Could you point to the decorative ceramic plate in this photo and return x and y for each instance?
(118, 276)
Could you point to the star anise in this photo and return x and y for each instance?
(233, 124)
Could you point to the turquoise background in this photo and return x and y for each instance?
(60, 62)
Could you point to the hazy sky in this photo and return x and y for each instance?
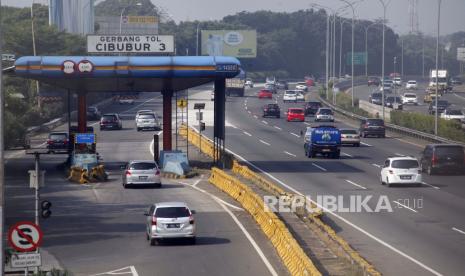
(452, 11)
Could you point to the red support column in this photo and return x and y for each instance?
(82, 112)
(167, 114)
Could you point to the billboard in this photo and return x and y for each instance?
(236, 43)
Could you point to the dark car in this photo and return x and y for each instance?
(312, 107)
(111, 121)
(442, 105)
(373, 127)
(272, 110)
(93, 113)
(57, 141)
(374, 81)
(443, 158)
(376, 98)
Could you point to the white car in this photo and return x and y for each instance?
(411, 84)
(169, 220)
(290, 96)
(401, 170)
(453, 114)
(410, 98)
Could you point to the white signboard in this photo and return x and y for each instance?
(461, 54)
(26, 260)
(143, 44)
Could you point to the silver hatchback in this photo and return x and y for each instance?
(141, 172)
(169, 220)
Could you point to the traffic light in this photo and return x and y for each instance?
(45, 209)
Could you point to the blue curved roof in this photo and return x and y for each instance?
(126, 73)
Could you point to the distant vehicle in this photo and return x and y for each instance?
(301, 86)
(272, 110)
(411, 84)
(372, 127)
(401, 170)
(350, 136)
(442, 105)
(147, 121)
(324, 114)
(264, 93)
(312, 107)
(57, 142)
(295, 114)
(409, 98)
(373, 81)
(290, 96)
(111, 121)
(324, 140)
(141, 172)
(443, 158)
(93, 113)
(453, 114)
(170, 220)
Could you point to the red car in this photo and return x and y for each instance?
(265, 94)
(295, 114)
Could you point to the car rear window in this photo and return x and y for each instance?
(142, 166)
(405, 164)
(172, 212)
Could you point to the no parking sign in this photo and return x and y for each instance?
(25, 236)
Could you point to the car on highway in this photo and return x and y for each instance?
(265, 93)
(443, 158)
(271, 110)
(373, 81)
(442, 105)
(324, 114)
(372, 127)
(111, 121)
(141, 172)
(147, 121)
(411, 84)
(57, 142)
(301, 86)
(409, 98)
(394, 102)
(350, 136)
(295, 114)
(170, 220)
(453, 114)
(93, 113)
(290, 96)
(312, 107)
(401, 170)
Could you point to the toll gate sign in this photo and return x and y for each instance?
(143, 44)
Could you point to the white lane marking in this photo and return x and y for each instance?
(355, 184)
(342, 219)
(263, 142)
(319, 167)
(291, 154)
(432, 186)
(405, 206)
(458, 230)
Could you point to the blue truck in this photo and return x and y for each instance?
(324, 140)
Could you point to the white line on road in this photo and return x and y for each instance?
(263, 142)
(458, 230)
(319, 167)
(291, 154)
(355, 184)
(405, 206)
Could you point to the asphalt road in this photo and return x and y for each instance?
(99, 228)
(423, 235)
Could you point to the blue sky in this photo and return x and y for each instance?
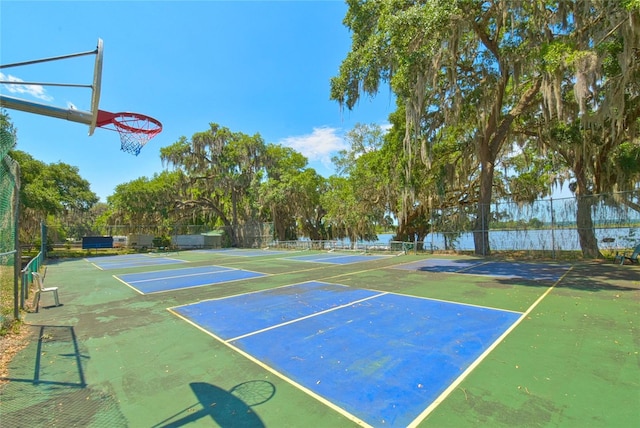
(251, 66)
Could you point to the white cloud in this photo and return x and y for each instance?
(36, 91)
(319, 146)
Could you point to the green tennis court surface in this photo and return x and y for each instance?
(111, 356)
(131, 261)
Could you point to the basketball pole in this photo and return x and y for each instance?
(73, 115)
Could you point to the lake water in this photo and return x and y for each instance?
(539, 240)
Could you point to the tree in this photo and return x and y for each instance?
(221, 172)
(467, 66)
(290, 194)
(589, 118)
(50, 190)
(144, 201)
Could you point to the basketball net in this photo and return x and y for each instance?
(135, 129)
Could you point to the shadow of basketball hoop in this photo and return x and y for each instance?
(231, 408)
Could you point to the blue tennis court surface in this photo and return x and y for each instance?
(533, 271)
(175, 279)
(130, 261)
(382, 358)
(242, 253)
(335, 258)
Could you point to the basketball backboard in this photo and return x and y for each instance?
(135, 129)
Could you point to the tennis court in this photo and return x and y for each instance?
(516, 270)
(174, 279)
(385, 341)
(131, 261)
(380, 358)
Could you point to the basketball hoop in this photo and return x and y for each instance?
(135, 129)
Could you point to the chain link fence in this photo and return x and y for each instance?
(547, 226)
(9, 256)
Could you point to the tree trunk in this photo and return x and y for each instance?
(481, 227)
(586, 233)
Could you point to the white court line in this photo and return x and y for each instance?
(282, 376)
(326, 311)
(182, 276)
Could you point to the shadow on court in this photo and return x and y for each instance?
(226, 408)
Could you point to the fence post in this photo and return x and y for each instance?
(553, 234)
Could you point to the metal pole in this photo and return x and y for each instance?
(54, 58)
(17, 262)
(553, 236)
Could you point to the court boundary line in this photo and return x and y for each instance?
(260, 275)
(456, 383)
(380, 293)
(275, 372)
(326, 311)
(258, 291)
(224, 269)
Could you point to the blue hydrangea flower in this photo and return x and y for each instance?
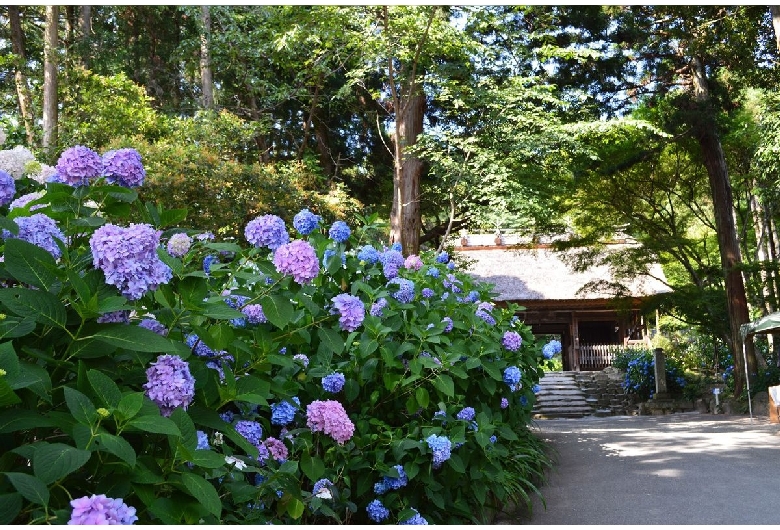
(267, 231)
(405, 292)
(377, 511)
(333, 383)
(169, 383)
(368, 254)
(38, 229)
(351, 311)
(7, 188)
(339, 232)
(441, 447)
(78, 165)
(467, 414)
(282, 413)
(124, 167)
(512, 375)
(306, 222)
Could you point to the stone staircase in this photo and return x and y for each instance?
(560, 396)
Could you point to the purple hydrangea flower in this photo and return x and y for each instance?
(441, 447)
(24, 200)
(124, 167)
(7, 188)
(297, 259)
(368, 254)
(102, 510)
(38, 229)
(377, 511)
(153, 325)
(306, 222)
(78, 165)
(282, 413)
(512, 375)
(413, 262)
(392, 260)
(267, 231)
(339, 232)
(551, 348)
(179, 244)
(114, 317)
(405, 292)
(330, 418)
(254, 314)
(415, 519)
(128, 258)
(467, 414)
(377, 308)
(351, 311)
(333, 383)
(170, 384)
(252, 431)
(512, 340)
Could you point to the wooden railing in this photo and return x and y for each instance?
(599, 356)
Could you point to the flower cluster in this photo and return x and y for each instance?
(441, 447)
(551, 348)
(297, 259)
(78, 165)
(339, 232)
(333, 383)
(169, 383)
(124, 167)
(128, 258)
(38, 229)
(512, 340)
(267, 231)
(99, 509)
(179, 244)
(405, 292)
(330, 418)
(306, 222)
(350, 309)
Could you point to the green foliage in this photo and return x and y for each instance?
(75, 419)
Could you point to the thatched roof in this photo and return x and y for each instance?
(541, 274)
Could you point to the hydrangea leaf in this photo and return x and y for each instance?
(55, 461)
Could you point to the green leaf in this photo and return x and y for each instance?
(203, 491)
(21, 419)
(155, 424)
(31, 488)
(105, 388)
(444, 384)
(55, 461)
(312, 466)
(30, 264)
(10, 506)
(117, 446)
(136, 338)
(80, 406)
(43, 307)
(331, 339)
(278, 310)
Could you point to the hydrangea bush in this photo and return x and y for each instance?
(153, 374)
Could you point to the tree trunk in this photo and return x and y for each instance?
(22, 89)
(50, 81)
(205, 59)
(715, 162)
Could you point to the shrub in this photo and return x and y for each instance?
(209, 392)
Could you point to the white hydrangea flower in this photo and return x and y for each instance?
(12, 161)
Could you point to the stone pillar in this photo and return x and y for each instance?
(661, 391)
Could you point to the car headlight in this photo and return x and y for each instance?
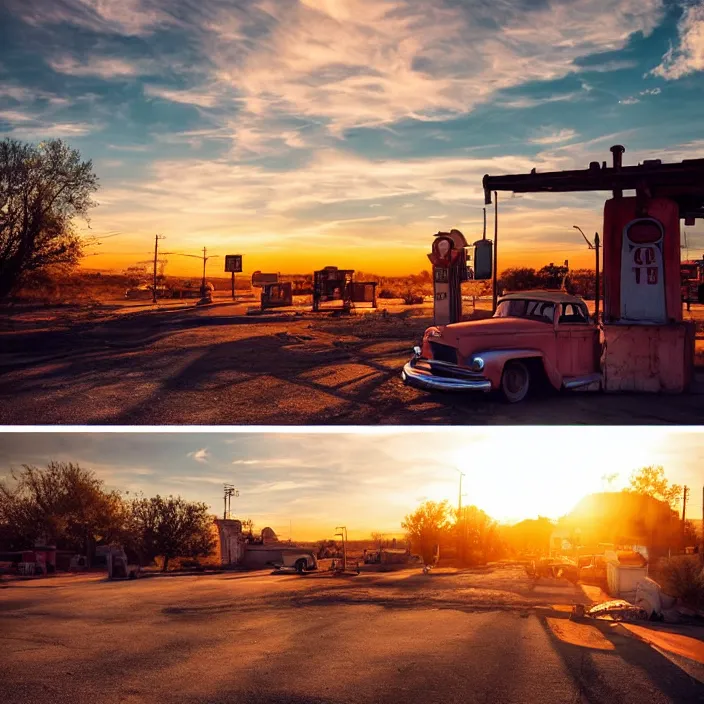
(476, 364)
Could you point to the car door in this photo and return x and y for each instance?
(577, 342)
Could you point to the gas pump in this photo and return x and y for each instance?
(646, 345)
(449, 259)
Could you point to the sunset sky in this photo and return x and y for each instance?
(303, 133)
(368, 479)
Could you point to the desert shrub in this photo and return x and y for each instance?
(682, 576)
(412, 297)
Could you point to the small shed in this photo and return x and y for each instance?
(623, 574)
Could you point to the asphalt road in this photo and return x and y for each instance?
(217, 366)
(256, 638)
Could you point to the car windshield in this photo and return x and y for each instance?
(526, 308)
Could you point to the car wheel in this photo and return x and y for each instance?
(515, 382)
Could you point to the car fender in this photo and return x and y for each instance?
(495, 360)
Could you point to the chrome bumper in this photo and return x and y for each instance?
(425, 379)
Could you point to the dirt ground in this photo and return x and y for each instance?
(483, 635)
(132, 363)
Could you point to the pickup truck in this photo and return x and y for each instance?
(532, 337)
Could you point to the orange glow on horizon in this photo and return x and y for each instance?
(373, 260)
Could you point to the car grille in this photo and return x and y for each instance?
(443, 353)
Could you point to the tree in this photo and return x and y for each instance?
(477, 535)
(651, 481)
(378, 539)
(170, 527)
(62, 504)
(530, 536)
(43, 188)
(427, 525)
(552, 276)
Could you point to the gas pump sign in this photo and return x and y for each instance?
(642, 283)
(233, 263)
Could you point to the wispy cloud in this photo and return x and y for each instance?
(555, 137)
(128, 17)
(199, 97)
(106, 68)
(272, 462)
(688, 56)
(201, 455)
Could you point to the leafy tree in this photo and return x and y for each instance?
(62, 504)
(170, 527)
(552, 276)
(582, 282)
(530, 536)
(477, 535)
(43, 188)
(651, 481)
(427, 525)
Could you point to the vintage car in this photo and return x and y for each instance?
(297, 559)
(534, 336)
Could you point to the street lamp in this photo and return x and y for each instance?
(595, 246)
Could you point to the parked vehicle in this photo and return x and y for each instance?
(533, 336)
(301, 561)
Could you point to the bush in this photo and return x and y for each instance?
(412, 297)
(683, 577)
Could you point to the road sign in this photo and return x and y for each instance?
(233, 263)
(259, 279)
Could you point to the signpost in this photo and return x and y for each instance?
(233, 264)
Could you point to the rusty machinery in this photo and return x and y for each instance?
(277, 295)
(692, 281)
(449, 255)
(641, 261)
(333, 284)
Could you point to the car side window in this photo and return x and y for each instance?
(572, 314)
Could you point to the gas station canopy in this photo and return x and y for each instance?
(682, 182)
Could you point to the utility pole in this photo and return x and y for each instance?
(685, 492)
(202, 285)
(595, 246)
(597, 292)
(462, 524)
(495, 296)
(701, 545)
(343, 536)
(156, 252)
(229, 492)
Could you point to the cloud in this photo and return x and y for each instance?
(563, 135)
(356, 63)
(201, 455)
(127, 17)
(47, 129)
(15, 116)
(201, 98)
(105, 68)
(273, 462)
(283, 485)
(688, 56)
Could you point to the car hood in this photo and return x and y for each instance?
(495, 326)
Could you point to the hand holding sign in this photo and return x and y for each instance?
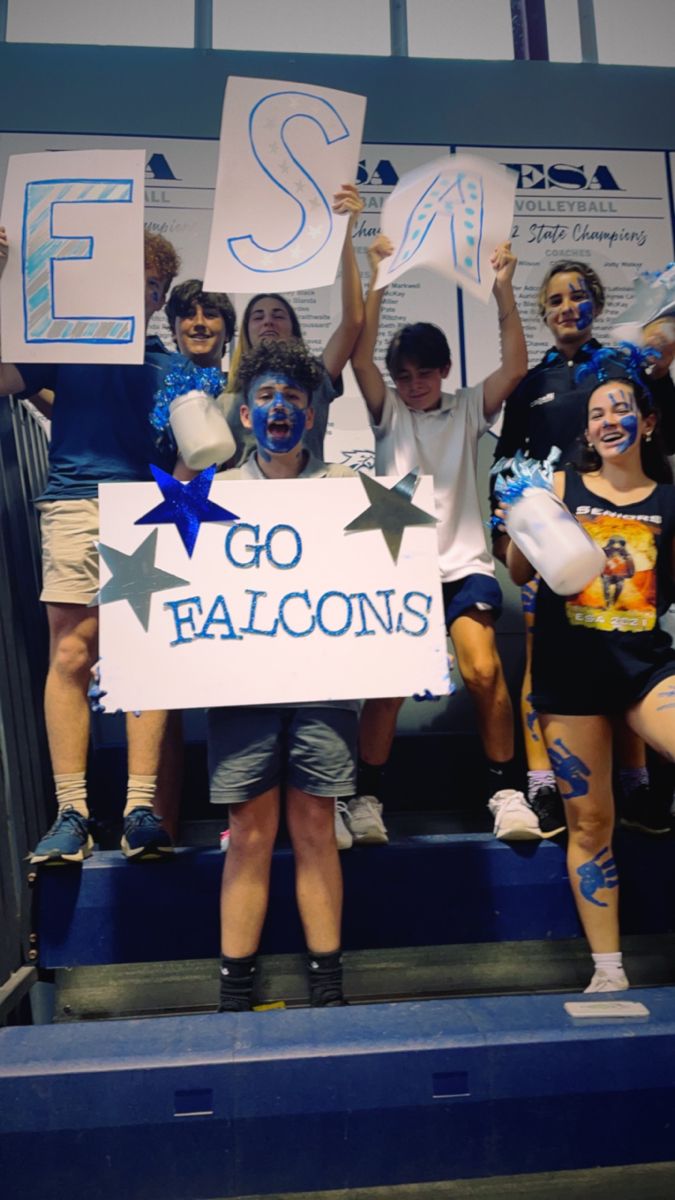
(449, 215)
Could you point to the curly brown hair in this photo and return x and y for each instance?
(161, 257)
(291, 359)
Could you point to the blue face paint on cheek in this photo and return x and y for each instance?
(585, 315)
(629, 425)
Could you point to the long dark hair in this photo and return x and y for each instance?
(652, 453)
(244, 345)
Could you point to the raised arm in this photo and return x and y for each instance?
(341, 342)
(514, 352)
(369, 377)
(11, 379)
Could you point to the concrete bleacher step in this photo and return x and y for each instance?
(418, 891)
(406, 973)
(312, 1101)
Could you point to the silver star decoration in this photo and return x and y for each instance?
(390, 511)
(135, 577)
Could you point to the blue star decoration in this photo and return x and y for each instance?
(135, 577)
(185, 505)
(390, 510)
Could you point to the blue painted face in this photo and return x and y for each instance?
(585, 315)
(279, 412)
(623, 407)
(628, 421)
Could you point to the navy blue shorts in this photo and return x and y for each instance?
(477, 591)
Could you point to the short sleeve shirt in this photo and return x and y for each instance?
(442, 443)
(100, 426)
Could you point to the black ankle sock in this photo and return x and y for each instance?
(237, 977)
(502, 775)
(324, 975)
(370, 779)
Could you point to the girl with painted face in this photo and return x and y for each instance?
(602, 654)
(269, 317)
(549, 409)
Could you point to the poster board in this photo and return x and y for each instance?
(279, 605)
(67, 294)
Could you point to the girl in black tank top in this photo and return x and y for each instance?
(602, 652)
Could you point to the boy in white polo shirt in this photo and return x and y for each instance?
(420, 426)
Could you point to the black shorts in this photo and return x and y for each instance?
(592, 696)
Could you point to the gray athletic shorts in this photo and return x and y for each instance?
(255, 748)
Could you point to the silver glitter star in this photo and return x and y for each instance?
(135, 577)
(390, 511)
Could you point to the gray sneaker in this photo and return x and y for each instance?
(342, 832)
(365, 821)
(514, 820)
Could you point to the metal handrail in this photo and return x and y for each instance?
(25, 780)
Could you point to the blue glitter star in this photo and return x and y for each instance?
(185, 505)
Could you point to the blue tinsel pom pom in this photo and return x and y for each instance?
(178, 382)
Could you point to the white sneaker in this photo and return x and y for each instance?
(604, 982)
(342, 832)
(365, 821)
(514, 820)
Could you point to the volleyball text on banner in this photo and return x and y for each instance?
(449, 215)
(73, 286)
(285, 150)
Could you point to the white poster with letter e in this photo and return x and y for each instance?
(276, 600)
(285, 150)
(449, 215)
(73, 286)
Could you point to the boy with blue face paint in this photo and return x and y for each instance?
(601, 654)
(311, 747)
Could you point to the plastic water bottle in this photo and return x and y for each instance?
(551, 539)
(202, 433)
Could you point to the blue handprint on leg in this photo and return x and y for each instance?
(597, 873)
(572, 769)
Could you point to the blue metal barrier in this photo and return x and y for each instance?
(419, 891)
(232, 1104)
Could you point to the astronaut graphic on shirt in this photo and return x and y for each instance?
(623, 598)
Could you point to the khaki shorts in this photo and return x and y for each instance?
(70, 558)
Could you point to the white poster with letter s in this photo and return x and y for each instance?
(285, 150)
(449, 215)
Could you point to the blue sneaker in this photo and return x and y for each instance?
(67, 841)
(144, 837)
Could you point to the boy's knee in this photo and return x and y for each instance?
(72, 657)
(251, 831)
(312, 825)
(591, 832)
(483, 673)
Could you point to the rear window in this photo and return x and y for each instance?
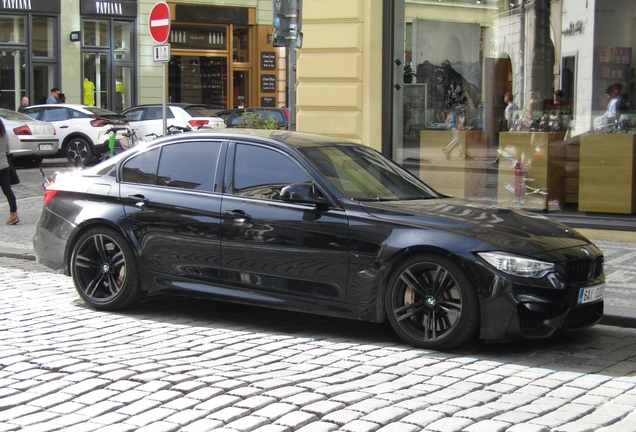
(101, 112)
(200, 111)
(13, 115)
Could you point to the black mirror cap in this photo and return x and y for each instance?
(303, 193)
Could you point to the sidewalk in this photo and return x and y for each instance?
(619, 248)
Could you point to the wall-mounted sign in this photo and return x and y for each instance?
(268, 83)
(268, 102)
(31, 5)
(211, 14)
(122, 8)
(268, 60)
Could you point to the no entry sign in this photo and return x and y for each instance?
(159, 22)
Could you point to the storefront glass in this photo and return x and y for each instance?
(241, 44)
(12, 78)
(198, 79)
(12, 29)
(519, 103)
(95, 32)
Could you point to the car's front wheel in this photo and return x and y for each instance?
(104, 270)
(79, 152)
(431, 303)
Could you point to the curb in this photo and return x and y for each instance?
(614, 316)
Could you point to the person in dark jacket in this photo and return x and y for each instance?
(5, 177)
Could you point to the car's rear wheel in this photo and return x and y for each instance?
(104, 270)
(79, 152)
(431, 303)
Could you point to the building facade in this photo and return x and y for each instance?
(526, 103)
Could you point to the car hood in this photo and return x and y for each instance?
(502, 228)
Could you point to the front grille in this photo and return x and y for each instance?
(583, 316)
(599, 266)
(529, 320)
(582, 270)
(578, 270)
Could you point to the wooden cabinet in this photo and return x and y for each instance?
(548, 155)
(607, 173)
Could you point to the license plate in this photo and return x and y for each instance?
(587, 295)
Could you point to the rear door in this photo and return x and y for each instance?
(61, 119)
(172, 204)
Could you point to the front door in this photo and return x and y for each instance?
(276, 246)
(173, 209)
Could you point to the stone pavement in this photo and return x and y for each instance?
(180, 364)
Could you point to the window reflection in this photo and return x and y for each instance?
(43, 36)
(94, 32)
(122, 40)
(240, 52)
(12, 29)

__________

→ To be done:
Rewrite the data from the line containing "Could you point to the blue tinsel" through the line containing "(232, 1104)", both included, replacing "blue" with "green" and leaving everything else unchanged.

→ Correct response:
Could you point to the green tinsel pom pom in this photo and return x and y for each instance?
(178, 382)
Could you point to the white sneaker in this photo and return x and y for each instance?
(604, 982)
(342, 832)
(365, 821)
(514, 820)
Could you point to the volleyball text on banner in this photo and return x and y for each instance?
(449, 215)
(73, 286)
(285, 150)
Could you point to the white poster with letter e in this photo and return x and y for each instance?
(276, 600)
(285, 150)
(449, 215)
(73, 286)
Could you point to the boy with green face paint in this photo and return x and y for each instance?
(601, 654)
(311, 747)
Could you point to the plastic water bottle in this photo and return x and y for each instance?
(551, 539)
(202, 433)
Could you point to the green handprint on leg in this photo and return x and y for each instance?
(597, 873)
(572, 769)
Could you point to the green metal barrier in this photo and return x and y for each instance?
(419, 891)
(232, 1104)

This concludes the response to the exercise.